EXERCISE DESCRIPTION: Transcribe, word for word, the stretch of the passage on de-identified clinical notes from "While we are" through "de-identified clinical notes.".

SOURCE EXTRACT:
>>>>

Unstructured clinical data, such as clinical notes and reports, along with the computational infrastructure and tools, have seen an increasing demand from the research community in the last years, mostly fueled by recent advances in statistical and machine-learning approaches to data insight. We are meeting this demand with the Information Commons – a research data platform that hosts and provides direct access to de-identified data, advanced analytics tools, and computational environments for our research community.
While we are realizing access to de-identified electronic health records, images, omics and biobank data, this session highlights the progress made to provide more than 110 million de-identified notes to the research community. We developed and operationalized a fully automatic de-identification algorithm and implemented EMERSE, a user-friendly tool for non-programmatic access and sophisticated textual searches on the de-identified clinical notes.
As of December 2021 Our de-identification algorithm and our clinical notes are certified de-identified and are currently available for the UCSF researchers with IRD. The presentation covers the entire pipeline from data extraction to publication and data access focusing on the secured computational infrastructure. Furthermore, we discuss the rigorous evaluation techniques to ensure the quality of the deidentification process and the resulting data according to HIPAA and UCSF Security and Privacy protection requirements. Lastly, we showcase highlights from our research collaborations enabled by this new resource of machine-redacted, unstructured clinical notes linked with de-identified structured EHR data using EMERSE and their impact on the research community.

<<<<

RECORD EXCERPTS:
>>>>

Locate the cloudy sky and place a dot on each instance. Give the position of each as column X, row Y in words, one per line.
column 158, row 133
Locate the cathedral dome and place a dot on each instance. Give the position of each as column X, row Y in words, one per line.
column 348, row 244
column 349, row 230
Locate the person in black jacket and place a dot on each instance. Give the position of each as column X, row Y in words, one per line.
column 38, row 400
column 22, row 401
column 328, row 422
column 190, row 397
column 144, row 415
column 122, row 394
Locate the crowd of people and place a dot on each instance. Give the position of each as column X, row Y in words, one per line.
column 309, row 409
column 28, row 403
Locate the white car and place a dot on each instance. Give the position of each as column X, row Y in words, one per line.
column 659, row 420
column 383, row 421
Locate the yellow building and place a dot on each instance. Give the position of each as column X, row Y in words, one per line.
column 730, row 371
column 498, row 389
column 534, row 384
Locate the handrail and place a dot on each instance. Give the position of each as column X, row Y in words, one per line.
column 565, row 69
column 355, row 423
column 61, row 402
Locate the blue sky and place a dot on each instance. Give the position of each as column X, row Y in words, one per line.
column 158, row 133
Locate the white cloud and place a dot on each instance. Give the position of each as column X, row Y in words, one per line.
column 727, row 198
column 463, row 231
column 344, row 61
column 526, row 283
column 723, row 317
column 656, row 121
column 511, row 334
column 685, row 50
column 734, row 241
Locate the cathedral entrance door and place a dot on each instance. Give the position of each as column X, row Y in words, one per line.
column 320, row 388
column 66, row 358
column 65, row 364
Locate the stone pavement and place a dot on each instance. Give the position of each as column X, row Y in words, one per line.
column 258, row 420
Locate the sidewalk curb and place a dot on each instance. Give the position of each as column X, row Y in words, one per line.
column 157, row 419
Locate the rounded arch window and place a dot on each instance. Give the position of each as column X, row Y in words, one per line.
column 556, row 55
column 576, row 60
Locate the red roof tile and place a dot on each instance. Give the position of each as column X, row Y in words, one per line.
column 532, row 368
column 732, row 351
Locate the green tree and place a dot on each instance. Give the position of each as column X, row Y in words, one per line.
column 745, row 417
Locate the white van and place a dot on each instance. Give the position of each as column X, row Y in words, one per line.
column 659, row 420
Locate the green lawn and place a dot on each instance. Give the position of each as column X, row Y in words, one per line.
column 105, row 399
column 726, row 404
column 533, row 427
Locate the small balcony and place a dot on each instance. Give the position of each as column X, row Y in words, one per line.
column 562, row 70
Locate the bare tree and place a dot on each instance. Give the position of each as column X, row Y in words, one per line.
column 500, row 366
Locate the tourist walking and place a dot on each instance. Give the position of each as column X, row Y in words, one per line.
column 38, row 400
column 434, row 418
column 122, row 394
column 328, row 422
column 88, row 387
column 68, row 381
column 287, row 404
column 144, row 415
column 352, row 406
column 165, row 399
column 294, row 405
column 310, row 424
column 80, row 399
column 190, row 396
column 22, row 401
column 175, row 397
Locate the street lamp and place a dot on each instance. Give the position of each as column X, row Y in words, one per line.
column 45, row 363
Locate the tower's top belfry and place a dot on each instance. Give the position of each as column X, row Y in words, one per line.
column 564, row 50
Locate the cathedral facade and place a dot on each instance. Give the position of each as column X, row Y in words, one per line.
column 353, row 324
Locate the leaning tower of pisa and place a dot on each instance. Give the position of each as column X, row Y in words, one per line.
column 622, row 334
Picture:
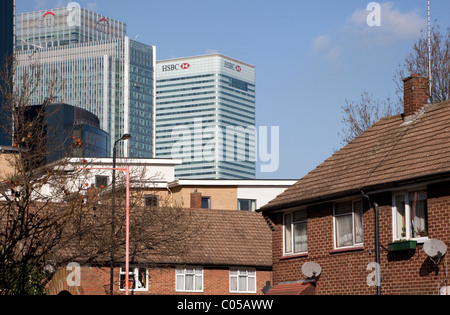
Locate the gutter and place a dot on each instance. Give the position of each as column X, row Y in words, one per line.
column 434, row 178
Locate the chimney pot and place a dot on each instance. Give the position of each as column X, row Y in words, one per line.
column 415, row 94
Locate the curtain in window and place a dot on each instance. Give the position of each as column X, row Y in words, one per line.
column 400, row 216
column 288, row 233
column 344, row 230
column 418, row 207
column 358, row 210
column 300, row 238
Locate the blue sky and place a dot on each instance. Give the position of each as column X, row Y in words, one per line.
column 310, row 56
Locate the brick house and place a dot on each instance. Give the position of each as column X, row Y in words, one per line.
column 229, row 253
column 391, row 183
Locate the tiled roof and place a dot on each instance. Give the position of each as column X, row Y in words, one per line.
column 295, row 288
column 229, row 237
column 221, row 238
column 390, row 152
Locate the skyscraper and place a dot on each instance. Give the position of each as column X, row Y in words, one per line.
column 206, row 116
column 102, row 70
column 7, row 12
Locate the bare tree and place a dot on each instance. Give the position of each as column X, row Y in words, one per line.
column 50, row 213
column 417, row 62
column 358, row 116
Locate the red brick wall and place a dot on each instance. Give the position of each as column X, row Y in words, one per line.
column 95, row 281
column 346, row 272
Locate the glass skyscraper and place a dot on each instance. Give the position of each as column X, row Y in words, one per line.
column 7, row 18
column 206, row 116
column 101, row 70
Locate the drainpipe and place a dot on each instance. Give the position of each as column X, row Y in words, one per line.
column 377, row 242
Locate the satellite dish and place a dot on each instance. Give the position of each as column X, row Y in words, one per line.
column 311, row 269
column 445, row 291
column 435, row 248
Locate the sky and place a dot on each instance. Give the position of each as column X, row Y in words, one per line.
column 310, row 56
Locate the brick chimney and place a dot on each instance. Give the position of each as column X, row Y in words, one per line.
column 196, row 200
column 415, row 94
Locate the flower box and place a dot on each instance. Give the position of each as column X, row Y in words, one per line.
column 402, row 245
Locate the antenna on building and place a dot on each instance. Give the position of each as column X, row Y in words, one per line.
column 311, row 270
column 429, row 53
column 435, row 249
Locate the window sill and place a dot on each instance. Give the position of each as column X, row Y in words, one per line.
column 347, row 249
column 287, row 257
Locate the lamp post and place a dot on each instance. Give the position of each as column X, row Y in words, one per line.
column 124, row 137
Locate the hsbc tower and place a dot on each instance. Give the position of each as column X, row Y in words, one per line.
column 205, row 115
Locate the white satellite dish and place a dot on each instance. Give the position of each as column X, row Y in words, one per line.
column 445, row 291
column 311, row 269
column 435, row 248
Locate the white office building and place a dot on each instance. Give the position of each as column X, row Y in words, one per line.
column 206, row 116
column 101, row 70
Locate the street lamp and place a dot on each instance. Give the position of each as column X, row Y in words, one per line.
column 124, row 137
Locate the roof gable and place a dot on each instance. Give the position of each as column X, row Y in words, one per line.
column 391, row 151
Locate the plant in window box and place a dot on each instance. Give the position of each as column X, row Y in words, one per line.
column 402, row 245
column 422, row 232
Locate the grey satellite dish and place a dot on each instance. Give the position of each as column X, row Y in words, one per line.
column 311, row 269
column 435, row 248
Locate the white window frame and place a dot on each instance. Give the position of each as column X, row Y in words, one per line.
column 249, row 274
column 182, row 272
column 408, row 235
column 293, row 223
column 355, row 243
column 251, row 203
column 134, row 276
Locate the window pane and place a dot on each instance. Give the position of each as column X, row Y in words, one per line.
column 251, row 284
column 189, row 279
column 300, row 216
column 198, row 283
column 206, row 203
column 343, row 208
column 233, row 284
column 418, row 208
column 300, row 238
column 244, row 205
column 180, row 283
column 358, row 208
column 400, row 216
column 242, row 283
column 344, row 231
column 288, row 233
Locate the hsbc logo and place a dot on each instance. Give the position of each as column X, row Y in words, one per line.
column 175, row 67
column 232, row 66
column 47, row 20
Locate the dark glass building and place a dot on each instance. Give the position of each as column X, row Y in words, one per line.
column 7, row 17
column 69, row 131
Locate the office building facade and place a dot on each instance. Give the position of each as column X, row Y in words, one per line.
column 206, row 116
column 101, row 69
column 7, row 20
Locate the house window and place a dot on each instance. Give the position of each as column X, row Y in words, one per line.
column 348, row 224
column 206, row 202
column 410, row 215
column 101, row 181
column 295, row 233
column 138, row 279
column 242, row 280
column 246, row 205
column 189, row 279
column 151, row 201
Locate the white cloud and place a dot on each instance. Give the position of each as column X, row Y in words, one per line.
column 320, row 43
column 355, row 33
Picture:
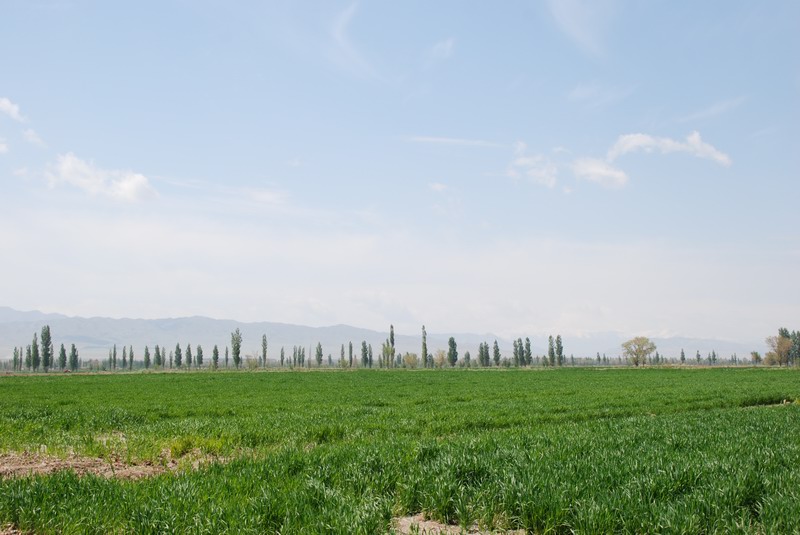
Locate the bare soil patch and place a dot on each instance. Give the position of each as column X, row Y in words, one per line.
column 25, row 464
column 407, row 525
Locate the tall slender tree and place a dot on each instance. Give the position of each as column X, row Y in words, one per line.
column 35, row 356
column 528, row 354
column 236, row 347
column 559, row 351
column 424, row 348
column 452, row 352
column 73, row 358
column 47, row 349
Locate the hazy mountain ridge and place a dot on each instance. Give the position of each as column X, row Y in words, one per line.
column 96, row 335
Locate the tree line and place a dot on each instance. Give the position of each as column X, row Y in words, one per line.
column 40, row 355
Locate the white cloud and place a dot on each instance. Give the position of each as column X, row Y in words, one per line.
column 693, row 145
column 452, row 141
column 715, row 109
column 345, row 54
column 599, row 171
column 11, row 109
column 442, row 50
column 537, row 168
column 584, row 21
column 119, row 185
column 32, row 137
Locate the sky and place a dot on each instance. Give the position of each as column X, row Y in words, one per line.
column 516, row 168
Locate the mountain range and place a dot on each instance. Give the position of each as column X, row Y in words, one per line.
column 96, row 335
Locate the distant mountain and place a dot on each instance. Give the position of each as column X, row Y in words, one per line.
column 95, row 336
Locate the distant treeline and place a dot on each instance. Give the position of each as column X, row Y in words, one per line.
column 40, row 355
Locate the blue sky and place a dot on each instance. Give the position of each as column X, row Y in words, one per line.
column 520, row 168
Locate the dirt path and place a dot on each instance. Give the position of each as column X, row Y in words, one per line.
column 25, row 464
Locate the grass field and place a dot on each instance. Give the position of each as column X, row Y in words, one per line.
column 558, row 451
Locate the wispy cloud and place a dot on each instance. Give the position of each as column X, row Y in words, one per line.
column 718, row 108
column 11, row 109
column 584, row 22
column 537, row 168
column 599, row 171
column 118, row 185
column 434, row 140
column 595, row 95
column 32, row 137
column 693, row 145
column 344, row 53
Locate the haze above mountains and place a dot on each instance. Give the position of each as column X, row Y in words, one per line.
column 95, row 336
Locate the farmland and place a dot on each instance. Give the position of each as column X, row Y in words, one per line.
column 558, row 450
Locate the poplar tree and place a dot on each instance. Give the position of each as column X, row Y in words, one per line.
column 236, row 347
column 424, row 348
column 391, row 344
column 47, row 349
column 528, row 354
column 452, row 352
column 73, row 358
column 559, row 351
column 35, row 357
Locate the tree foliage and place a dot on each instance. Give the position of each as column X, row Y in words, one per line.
column 638, row 349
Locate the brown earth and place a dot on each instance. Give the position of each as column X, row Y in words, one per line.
column 25, row 464
column 418, row 524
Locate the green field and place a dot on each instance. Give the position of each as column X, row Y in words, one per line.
column 557, row 451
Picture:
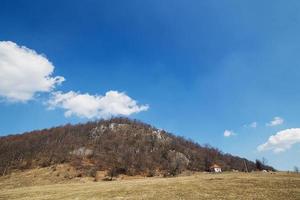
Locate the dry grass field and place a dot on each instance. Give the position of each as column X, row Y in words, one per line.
column 281, row 186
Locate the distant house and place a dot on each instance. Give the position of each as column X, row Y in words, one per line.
column 215, row 168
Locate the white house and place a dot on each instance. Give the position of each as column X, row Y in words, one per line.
column 215, row 168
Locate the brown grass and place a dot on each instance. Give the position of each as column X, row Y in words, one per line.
column 281, row 186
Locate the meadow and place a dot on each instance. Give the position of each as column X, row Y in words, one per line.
column 244, row 186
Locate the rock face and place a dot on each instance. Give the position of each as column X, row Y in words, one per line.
column 124, row 145
column 82, row 151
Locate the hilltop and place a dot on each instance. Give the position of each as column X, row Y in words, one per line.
column 117, row 146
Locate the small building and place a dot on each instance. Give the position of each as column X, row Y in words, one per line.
column 215, row 168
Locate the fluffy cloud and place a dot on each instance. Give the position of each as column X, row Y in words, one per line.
column 251, row 125
column 275, row 122
column 23, row 73
column 228, row 133
column 95, row 106
column 281, row 141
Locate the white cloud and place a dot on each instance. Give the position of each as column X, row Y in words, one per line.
column 276, row 121
column 252, row 125
column 95, row 106
column 228, row 133
column 23, row 73
column 281, row 141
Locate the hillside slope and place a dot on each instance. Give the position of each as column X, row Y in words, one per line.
column 119, row 145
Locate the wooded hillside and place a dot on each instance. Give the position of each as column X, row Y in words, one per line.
column 119, row 145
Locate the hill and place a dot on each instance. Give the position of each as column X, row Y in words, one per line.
column 118, row 146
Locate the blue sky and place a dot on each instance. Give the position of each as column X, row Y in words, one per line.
column 195, row 68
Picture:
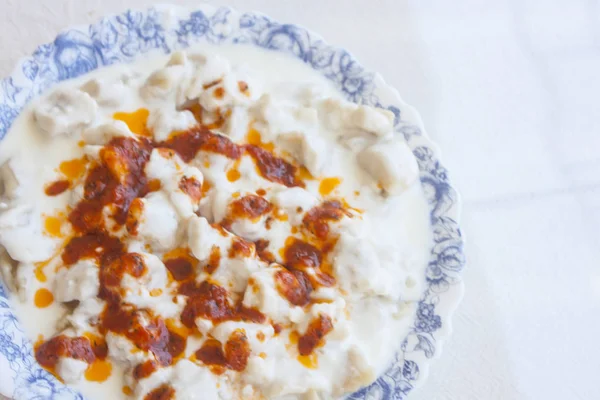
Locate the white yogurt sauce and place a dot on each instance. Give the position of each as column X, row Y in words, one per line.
column 379, row 256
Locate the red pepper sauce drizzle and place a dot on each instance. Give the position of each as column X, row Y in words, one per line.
column 273, row 168
column 81, row 348
column 116, row 181
column 294, row 286
column 317, row 219
column 211, row 302
column 234, row 355
column 163, row 392
column 314, row 335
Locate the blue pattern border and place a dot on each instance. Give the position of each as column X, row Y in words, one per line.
column 123, row 38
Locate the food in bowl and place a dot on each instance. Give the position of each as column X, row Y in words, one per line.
column 191, row 228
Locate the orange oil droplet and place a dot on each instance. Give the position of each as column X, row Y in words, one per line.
column 154, row 185
column 52, row 226
column 43, row 298
column 136, row 121
column 254, row 137
column 309, row 361
column 39, row 271
column 294, row 337
column 73, row 169
column 98, row 371
column 328, row 185
column 304, row 174
column 233, row 174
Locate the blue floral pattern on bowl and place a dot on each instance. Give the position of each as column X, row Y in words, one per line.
column 121, row 39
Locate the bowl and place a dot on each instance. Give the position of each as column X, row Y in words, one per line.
column 125, row 37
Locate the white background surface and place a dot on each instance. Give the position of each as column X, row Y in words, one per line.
column 509, row 90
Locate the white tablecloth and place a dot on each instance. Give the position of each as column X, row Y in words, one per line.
column 509, row 90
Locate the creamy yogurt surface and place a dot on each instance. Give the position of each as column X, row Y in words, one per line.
column 214, row 224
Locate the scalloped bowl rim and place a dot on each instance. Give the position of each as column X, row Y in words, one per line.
column 445, row 287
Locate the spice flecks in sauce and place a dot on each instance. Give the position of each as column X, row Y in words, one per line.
column 43, row 298
column 328, row 185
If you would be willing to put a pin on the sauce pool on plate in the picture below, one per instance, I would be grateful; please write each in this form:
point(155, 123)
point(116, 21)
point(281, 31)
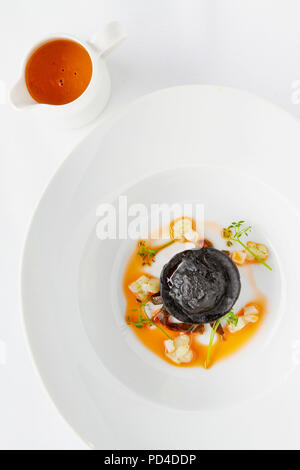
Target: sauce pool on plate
point(58, 72)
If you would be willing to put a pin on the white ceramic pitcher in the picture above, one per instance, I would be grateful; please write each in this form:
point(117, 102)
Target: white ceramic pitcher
point(87, 107)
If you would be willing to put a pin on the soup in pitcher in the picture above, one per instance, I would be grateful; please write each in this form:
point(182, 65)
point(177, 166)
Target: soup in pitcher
point(58, 72)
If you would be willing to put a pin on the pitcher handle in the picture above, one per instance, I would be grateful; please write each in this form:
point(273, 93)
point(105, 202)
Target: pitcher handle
point(108, 38)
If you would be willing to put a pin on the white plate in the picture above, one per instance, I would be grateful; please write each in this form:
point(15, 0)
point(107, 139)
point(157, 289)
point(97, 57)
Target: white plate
point(113, 392)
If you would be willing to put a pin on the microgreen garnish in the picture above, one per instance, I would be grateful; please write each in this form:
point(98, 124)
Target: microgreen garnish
point(230, 318)
point(234, 232)
point(148, 254)
point(144, 320)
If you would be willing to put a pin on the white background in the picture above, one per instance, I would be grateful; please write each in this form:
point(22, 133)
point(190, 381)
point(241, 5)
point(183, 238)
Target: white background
point(249, 44)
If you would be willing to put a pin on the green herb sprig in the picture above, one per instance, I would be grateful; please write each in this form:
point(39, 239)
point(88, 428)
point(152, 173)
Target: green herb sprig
point(148, 254)
point(144, 320)
point(230, 318)
point(234, 232)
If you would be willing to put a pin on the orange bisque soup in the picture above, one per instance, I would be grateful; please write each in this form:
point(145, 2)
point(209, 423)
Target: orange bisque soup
point(58, 72)
point(154, 338)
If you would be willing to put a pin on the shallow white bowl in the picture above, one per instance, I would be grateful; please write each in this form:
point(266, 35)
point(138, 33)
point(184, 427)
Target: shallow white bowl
point(204, 144)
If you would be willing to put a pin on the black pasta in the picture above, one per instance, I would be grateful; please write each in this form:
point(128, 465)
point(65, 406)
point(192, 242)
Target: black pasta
point(200, 285)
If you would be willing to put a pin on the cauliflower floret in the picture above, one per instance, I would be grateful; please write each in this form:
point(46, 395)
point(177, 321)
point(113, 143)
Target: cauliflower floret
point(251, 315)
point(239, 257)
point(144, 286)
point(182, 230)
point(178, 350)
point(259, 249)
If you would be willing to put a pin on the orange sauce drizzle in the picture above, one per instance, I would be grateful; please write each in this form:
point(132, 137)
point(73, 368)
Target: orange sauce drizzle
point(153, 338)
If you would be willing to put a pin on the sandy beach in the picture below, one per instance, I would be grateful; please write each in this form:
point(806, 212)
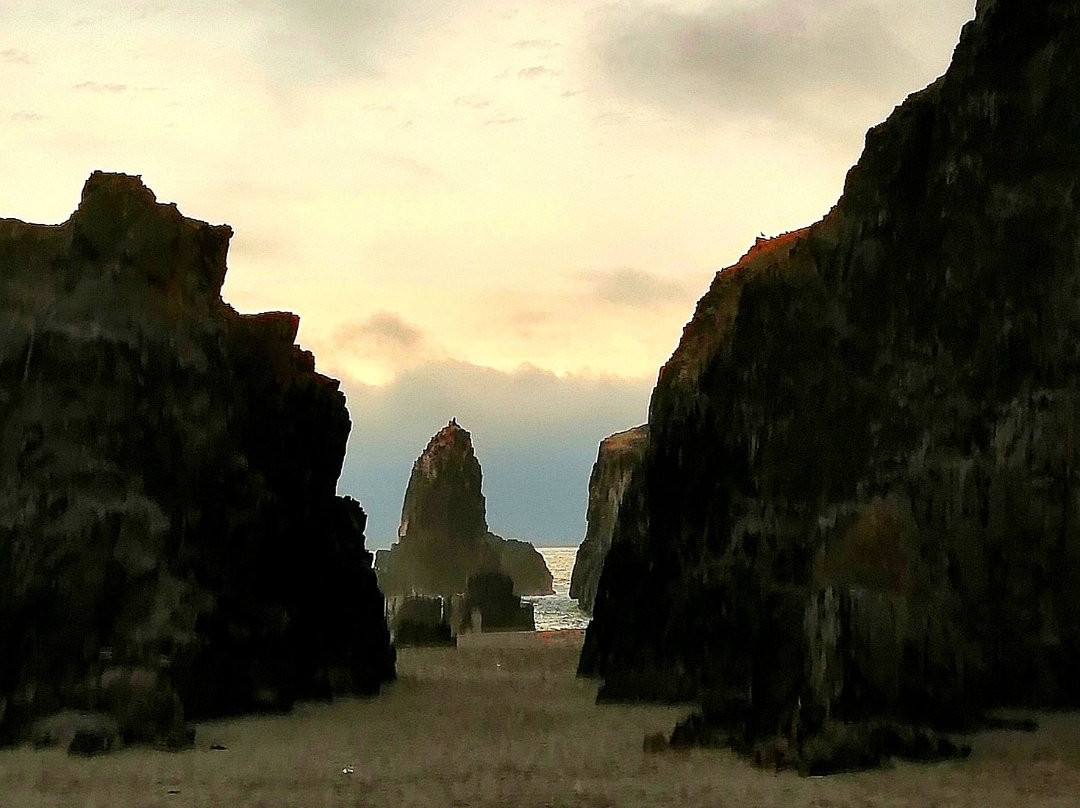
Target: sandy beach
point(501, 721)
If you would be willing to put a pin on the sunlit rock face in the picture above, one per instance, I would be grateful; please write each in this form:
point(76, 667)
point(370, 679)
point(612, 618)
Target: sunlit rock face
point(860, 495)
point(618, 456)
point(167, 474)
point(443, 538)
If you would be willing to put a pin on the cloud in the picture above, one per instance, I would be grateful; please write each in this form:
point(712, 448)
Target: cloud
point(636, 287)
point(407, 164)
point(94, 86)
point(311, 41)
point(537, 71)
point(783, 58)
point(14, 56)
point(383, 331)
point(536, 436)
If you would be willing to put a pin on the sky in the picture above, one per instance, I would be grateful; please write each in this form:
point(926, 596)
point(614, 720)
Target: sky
point(501, 212)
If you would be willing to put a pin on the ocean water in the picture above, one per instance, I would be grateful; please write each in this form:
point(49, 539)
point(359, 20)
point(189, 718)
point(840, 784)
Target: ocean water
point(558, 610)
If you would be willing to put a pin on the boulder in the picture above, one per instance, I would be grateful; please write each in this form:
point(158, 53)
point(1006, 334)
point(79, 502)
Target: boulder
point(490, 605)
point(860, 496)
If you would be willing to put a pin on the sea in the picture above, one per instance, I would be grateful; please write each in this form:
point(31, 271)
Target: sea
point(557, 610)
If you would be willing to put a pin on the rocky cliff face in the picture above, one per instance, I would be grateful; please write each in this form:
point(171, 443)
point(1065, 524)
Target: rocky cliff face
point(443, 538)
point(618, 456)
point(167, 473)
point(860, 496)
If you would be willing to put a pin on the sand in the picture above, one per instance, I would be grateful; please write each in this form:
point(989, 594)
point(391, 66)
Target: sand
point(502, 721)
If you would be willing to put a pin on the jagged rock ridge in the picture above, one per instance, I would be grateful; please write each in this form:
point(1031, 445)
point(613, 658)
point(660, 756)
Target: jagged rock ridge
point(860, 495)
point(443, 538)
point(617, 458)
point(167, 474)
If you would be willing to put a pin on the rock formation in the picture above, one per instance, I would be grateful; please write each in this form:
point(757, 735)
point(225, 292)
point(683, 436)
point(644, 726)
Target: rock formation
point(860, 496)
point(489, 604)
point(443, 538)
point(170, 533)
point(617, 458)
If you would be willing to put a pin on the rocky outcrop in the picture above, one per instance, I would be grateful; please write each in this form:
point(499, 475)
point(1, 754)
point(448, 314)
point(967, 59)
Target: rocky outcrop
point(524, 564)
point(617, 458)
point(419, 620)
point(443, 538)
point(167, 474)
point(860, 496)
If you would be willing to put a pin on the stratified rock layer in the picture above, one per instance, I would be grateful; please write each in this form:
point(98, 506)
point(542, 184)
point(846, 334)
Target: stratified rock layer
point(443, 538)
point(860, 496)
point(167, 473)
point(618, 456)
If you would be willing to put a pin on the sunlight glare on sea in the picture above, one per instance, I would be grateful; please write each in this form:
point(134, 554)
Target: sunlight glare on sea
point(558, 610)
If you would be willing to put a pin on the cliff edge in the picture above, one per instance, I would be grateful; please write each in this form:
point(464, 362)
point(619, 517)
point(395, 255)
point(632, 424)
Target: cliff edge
point(860, 494)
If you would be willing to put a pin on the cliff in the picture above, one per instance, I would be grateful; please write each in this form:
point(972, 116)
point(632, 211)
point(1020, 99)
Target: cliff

<<<<

OUTPUT OF THE EXERCISE:
While we are realizing access to de-identified electronic health records, images, omics and biobank data, this session highlights the progress made to provide more than 110 million de-identified notes to the research community. We developed and operationalized a fully automatic de-identification algorithm and implemented EMERSE, a user-friendly tool for non-programmatic access and sophisticated textual searches on the de-identified clinical notes.